• [Work instructions]:
Pull every line that includes the word "below" from the data.

[Phrase grounding data]
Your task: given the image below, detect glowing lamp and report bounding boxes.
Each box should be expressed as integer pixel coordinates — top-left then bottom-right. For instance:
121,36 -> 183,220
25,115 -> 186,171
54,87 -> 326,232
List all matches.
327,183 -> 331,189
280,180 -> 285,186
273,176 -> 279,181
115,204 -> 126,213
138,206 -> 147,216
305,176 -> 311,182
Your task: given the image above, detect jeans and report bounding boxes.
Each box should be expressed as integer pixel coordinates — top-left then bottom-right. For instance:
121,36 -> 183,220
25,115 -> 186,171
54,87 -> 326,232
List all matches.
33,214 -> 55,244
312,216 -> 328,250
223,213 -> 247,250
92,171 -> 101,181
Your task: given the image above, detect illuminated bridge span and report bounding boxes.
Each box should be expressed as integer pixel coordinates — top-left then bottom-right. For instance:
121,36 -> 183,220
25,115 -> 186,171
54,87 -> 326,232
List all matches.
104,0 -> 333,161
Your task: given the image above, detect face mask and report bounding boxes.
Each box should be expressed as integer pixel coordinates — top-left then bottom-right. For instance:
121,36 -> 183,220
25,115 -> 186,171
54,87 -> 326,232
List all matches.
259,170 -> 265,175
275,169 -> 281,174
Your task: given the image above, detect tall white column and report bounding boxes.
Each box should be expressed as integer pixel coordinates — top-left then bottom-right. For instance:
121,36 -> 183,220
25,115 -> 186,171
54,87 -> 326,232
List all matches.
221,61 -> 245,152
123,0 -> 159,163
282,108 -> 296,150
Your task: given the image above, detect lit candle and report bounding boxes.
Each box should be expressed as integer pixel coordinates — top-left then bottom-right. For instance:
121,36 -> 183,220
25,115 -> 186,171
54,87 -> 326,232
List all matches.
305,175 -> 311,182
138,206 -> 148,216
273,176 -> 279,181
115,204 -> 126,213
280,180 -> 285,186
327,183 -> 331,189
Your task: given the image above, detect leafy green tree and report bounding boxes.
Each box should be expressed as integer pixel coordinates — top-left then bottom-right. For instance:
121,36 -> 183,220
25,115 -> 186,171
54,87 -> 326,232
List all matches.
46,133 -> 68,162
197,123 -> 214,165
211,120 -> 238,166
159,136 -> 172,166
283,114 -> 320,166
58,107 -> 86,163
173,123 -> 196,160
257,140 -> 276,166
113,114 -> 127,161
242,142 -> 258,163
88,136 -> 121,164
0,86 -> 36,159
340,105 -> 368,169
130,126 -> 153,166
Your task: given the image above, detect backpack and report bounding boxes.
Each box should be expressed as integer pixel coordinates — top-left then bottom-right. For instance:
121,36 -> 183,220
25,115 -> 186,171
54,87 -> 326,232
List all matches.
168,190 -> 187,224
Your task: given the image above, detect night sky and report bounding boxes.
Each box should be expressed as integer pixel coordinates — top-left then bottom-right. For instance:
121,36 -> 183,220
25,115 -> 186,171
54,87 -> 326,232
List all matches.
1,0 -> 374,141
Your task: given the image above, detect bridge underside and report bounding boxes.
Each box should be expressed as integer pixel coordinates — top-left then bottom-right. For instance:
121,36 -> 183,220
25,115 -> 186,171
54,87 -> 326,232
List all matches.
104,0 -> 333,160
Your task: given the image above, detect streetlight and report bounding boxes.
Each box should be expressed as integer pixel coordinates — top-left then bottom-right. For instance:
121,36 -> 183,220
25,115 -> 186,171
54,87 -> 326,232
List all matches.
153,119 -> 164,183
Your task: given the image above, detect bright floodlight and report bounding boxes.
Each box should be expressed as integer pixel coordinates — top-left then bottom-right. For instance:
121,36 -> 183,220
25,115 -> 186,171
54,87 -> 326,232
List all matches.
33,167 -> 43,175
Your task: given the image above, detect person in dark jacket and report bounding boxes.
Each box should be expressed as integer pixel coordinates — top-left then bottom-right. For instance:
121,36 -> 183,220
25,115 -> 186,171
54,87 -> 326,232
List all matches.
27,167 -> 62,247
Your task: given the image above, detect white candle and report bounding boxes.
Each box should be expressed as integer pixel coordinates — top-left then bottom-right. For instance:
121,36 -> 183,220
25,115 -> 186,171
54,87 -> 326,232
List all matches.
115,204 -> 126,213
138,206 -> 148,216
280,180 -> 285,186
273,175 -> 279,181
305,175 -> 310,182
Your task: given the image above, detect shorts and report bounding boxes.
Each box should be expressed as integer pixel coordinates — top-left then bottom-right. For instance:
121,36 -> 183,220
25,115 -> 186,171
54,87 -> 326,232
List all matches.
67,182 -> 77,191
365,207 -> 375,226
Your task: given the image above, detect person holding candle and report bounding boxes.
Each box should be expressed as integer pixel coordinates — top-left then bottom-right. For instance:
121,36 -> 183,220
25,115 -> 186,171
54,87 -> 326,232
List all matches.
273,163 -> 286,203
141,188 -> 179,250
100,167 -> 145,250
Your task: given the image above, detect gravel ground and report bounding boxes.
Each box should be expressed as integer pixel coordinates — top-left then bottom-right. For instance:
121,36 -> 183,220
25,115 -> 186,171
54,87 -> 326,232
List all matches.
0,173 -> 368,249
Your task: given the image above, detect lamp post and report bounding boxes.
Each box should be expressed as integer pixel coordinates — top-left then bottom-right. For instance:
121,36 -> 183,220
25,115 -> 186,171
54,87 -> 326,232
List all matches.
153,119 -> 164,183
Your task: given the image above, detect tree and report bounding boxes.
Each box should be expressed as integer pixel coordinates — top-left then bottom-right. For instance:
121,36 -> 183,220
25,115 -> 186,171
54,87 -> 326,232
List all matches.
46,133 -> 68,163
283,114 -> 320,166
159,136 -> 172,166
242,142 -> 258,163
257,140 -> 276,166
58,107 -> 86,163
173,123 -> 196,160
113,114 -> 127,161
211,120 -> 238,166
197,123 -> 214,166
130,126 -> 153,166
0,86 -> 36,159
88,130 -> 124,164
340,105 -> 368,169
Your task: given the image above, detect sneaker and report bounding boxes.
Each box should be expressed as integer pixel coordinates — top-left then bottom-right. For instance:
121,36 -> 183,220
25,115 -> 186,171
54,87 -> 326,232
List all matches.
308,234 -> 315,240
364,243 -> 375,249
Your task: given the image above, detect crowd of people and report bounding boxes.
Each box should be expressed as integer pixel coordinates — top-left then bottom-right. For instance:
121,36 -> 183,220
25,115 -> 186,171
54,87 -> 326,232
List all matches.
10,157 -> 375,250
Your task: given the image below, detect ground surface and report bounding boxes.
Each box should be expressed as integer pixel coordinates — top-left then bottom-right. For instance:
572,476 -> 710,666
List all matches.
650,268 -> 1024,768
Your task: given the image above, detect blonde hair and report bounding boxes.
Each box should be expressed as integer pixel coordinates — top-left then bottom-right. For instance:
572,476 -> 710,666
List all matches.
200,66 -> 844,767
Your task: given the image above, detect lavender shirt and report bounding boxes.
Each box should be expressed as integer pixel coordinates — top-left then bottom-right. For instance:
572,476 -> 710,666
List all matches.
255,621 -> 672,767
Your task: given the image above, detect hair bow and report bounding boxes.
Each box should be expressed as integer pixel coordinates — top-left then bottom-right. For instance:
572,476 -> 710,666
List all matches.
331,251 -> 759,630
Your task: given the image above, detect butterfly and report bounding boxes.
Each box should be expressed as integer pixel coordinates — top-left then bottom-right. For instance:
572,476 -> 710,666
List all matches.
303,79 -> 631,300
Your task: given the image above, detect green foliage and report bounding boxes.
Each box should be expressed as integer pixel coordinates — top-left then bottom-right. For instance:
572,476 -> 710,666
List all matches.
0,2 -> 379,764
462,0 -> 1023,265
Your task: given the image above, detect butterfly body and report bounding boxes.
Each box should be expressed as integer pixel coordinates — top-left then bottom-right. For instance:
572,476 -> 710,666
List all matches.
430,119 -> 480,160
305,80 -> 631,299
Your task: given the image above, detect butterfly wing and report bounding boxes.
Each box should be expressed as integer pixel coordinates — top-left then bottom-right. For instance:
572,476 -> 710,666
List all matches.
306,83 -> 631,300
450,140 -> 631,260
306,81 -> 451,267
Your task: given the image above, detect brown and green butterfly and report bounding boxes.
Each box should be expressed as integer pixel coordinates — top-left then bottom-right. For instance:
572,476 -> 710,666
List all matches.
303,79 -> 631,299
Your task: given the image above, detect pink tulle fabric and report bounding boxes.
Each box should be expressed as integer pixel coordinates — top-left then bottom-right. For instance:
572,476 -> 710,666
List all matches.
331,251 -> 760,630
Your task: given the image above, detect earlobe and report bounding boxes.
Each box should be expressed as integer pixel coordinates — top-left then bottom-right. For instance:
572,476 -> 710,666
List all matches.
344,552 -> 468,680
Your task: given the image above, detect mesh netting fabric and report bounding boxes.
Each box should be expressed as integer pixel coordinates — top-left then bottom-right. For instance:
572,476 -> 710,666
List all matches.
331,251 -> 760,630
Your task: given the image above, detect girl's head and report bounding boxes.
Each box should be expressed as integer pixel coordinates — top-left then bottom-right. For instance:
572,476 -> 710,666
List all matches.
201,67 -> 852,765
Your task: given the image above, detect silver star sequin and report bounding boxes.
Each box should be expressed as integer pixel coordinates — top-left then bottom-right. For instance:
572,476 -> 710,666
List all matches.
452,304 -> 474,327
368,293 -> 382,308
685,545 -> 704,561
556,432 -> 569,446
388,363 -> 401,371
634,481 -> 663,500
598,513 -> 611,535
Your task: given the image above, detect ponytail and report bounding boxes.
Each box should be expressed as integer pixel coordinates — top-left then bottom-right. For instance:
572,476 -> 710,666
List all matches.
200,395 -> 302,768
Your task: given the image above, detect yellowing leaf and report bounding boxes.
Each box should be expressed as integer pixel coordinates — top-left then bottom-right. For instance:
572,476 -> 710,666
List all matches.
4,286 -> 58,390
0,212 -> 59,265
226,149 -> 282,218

• [Task solution]:
Your task: given the image below, detect glowing lamp and report bounding boxes.
Your task: given the image below, detect ground surface and report bounding boxes.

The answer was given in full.